§ **节选文本**:

然后检查AS是否处于预测状态的WAIT_REQ和WAIT_NEXT。因为，在这两个状态下，AS都不能向设备分发request，需要等待当前 request完成，或等待下一个request提交到AS，或者等待预测结束，具体参见AS 预测状态转换图。注意，整个预测都过程，都是在batch阶段进行的。
此时，如果batch的方向发生变化，也不能分发request到设备，必须等到上次batch的所有request都完成了，才能继续处理下一个batch。changed_batch==1表示batch方向发生变化，但是老的batch的所有request并没有处理完。changed_batch在新开始一个read或者write batch时被置1. 在分发request的时候，会检查changed_batch，如果batch发生改变，并且上一个batch还有剩下的request （nr_dispatched）没有处理完，则直接返回，不继续分发request。当处理完一个write request，在as_completed_request中，会检查是不是老 batch的最后request（ad->changed_batch && ad->nr_dispatched == 1）。如果是则，把changed_batch设为0，表明老batch的request都已处理完。由此可见，AS从batch方向改变到老batch 处理完所有请求前，不会分发任何request。

if (!(reads && writes && as_batch_expired(ad))) {
/*
* batch is still running or no reads or no writes
*/
rq = ad->next_rq[ad->batch_data_dir];

if (ad->batch_data_dir == REQ_SYNC && ad->antic_expire) {
if (as_fifo_expired(ad, REQ_SYNC))//fifo expired will interupt anticipation.

§ **所给资料**:

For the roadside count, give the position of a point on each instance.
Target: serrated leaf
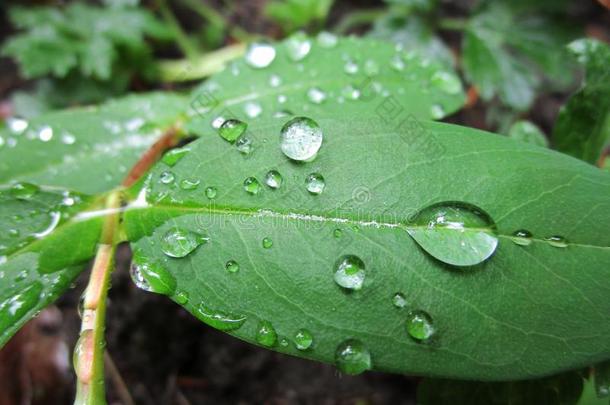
(583, 125)
(348, 75)
(284, 256)
(88, 150)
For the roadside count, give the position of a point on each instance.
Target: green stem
(203, 66)
(362, 17)
(185, 44)
(89, 350)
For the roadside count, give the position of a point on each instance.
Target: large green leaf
(263, 264)
(583, 126)
(88, 150)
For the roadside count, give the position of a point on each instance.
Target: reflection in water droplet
(419, 325)
(178, 242)
(301, 138)
(456, 233)
(252, 186)
(232, 129)
(350, 272)
(265, 334)
(315, 183)
(303, 339)
(352, 357)
(259, 55)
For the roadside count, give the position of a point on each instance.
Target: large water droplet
(252, 186)
(352, 357)
(419, 325)
(315, 183)
(303, 339)
(260, 55)
(218, 319)
(455, 233)
(178, 242)
(301, 138)
(350, 272)
(232, 129)
(265, 334)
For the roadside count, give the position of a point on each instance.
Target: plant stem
(362, 17)
(204, 66)
(89, 350)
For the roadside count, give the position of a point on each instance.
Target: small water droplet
(301, 138)
(557, 241)
(303, 339)
(178, 242)
(352, 357)
(232, 129)
(456, 233)
(419, 325)
(522, 237)
(265, 334)
(252, 186)
(232, 266)
(259, 55)
(273, 179)
(350, 272)
(315, 183)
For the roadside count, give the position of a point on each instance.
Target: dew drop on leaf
(178, 242)
(350, 272)
(259, 55)
(456, 233)
(352, 357)
(232, 129)
(315, 183)
(419, 325)
(265, 334)
(301, 138)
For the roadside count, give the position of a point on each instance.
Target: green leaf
(332, 75)
(333, 262)
(509, 53)
(88, 150)
(583, 125)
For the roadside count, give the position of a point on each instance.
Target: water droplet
(252, 186)
(446, 82)
(178, 242)
(315, 183)
(301, 138)
(557, 241)
(399, 300)
(232, 266)
(175, 155)
(244, 145)
(218, 319)
(316, 95)
(327, 40)
(298, 46)
(522, 237)
(24, 191)
(303, 339)
(167, 177)
(350, 272)
(253, 109)
(211, 192)
(265, 334)
(419, 325)
(189, 184)
(232, 129)
(352, 357)
(259, 55)
(273, 179)
(267, 243)
(455, 233)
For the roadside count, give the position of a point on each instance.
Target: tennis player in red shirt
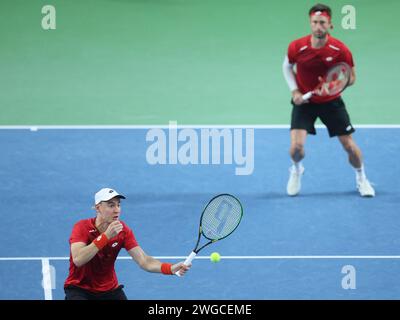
(95, 244)
(307, 60)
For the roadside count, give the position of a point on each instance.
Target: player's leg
(337, 120)
(302, 123)
(355, 159)
(75, 293)
(116, 294)
(297, 141)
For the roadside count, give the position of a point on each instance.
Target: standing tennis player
(95, 244)
(312, 56)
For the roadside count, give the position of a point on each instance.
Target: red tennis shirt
(312, 63)
(98, 275)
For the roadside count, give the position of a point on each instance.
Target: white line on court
(46, 279)
(226, 257)
(194, 126)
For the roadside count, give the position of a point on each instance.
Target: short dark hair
(320, 7)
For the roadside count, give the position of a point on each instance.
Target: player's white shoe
(294, 183)
(365, 188)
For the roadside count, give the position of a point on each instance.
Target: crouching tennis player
(95, 244)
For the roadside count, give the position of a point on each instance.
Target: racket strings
(221, 217)
(336, 80)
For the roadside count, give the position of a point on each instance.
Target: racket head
(220, 217)
(335, 81)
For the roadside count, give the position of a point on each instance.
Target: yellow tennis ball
(215, 257)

§ **练习任务**:
**A)** 请抄写节选文本中从“if (!(reads &&”开始、到“will interupt anticipation.”为止（含）的部分。
**B)** 依据节选文本，用一到三句话说明AS处于预测状态WAIT_REQ和WAIT_NEXT时为何不能向设备分发request。
以上资料与本练习无关。

§ **书面作答**:
**A)**
if (!(reads && writes && as_batch_expired(ad))) {
/*
* batch is still running or no reads or no writes
*/
rq = ad->next_rq[ad->batch_data_dir];

if (ad->batch_data_dir == REQ_SYNC && ad->antic_expire) {
if (as_fifo_expired(ad, REQ_SYNC))//fifo expired will interupt anticipation.

**B)** 因为在这两个状态下，AS需要等待当前request完成，或等待下一个request提交到AS，或者等待预测结束。